### PROBLEM DETAILS
How many lines in the entries below contain the string "horizon"? Case counts. Give only the number.

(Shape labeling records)

begin

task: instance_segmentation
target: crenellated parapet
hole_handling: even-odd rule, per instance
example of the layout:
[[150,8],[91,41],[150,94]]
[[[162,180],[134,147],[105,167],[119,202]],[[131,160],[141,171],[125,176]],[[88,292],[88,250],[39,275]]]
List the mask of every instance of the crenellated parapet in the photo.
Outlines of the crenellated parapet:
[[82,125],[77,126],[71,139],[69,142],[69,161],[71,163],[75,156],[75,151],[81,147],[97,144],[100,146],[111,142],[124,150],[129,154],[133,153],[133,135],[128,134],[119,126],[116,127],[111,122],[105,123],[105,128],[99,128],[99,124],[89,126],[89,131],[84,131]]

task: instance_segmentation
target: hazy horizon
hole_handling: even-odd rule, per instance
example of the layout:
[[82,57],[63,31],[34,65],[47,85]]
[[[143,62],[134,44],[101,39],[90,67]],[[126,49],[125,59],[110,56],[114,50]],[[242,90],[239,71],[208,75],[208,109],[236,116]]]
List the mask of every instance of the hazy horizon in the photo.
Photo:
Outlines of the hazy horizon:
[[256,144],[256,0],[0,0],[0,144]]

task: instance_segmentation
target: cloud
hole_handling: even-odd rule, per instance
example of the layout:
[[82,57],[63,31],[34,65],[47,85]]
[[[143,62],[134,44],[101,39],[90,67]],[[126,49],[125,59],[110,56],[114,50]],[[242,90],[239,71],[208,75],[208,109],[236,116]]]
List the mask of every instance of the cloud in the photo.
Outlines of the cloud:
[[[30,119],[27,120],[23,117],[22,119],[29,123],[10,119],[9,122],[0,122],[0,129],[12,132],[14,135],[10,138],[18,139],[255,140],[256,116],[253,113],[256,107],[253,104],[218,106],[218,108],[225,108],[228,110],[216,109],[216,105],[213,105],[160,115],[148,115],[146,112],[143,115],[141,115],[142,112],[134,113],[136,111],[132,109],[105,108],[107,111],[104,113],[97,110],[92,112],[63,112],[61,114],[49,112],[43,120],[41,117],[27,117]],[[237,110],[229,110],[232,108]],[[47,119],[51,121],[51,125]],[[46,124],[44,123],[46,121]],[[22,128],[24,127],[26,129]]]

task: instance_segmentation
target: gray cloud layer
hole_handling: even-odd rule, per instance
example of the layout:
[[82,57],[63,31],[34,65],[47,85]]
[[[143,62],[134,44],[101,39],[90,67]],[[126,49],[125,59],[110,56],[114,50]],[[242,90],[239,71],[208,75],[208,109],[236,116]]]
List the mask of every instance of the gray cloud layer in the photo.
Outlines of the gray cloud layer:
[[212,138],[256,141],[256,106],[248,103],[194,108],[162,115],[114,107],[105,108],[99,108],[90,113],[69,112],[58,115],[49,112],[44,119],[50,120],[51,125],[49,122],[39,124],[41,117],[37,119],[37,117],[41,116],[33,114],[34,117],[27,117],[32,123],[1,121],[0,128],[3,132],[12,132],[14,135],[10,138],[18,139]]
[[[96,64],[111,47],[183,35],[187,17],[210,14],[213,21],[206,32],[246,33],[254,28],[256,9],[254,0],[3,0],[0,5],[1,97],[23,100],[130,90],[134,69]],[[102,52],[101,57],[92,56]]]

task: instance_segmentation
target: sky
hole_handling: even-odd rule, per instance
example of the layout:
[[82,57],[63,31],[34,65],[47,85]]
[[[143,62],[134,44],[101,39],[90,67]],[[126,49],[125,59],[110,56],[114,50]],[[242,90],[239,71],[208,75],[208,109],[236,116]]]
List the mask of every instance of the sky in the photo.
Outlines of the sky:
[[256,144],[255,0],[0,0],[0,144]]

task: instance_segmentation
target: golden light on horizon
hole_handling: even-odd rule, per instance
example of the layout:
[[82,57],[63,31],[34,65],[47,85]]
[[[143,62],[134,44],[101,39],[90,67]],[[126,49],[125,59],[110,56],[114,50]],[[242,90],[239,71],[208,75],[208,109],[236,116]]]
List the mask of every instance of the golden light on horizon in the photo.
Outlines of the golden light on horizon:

end

### COMPLETE RESPONSE
6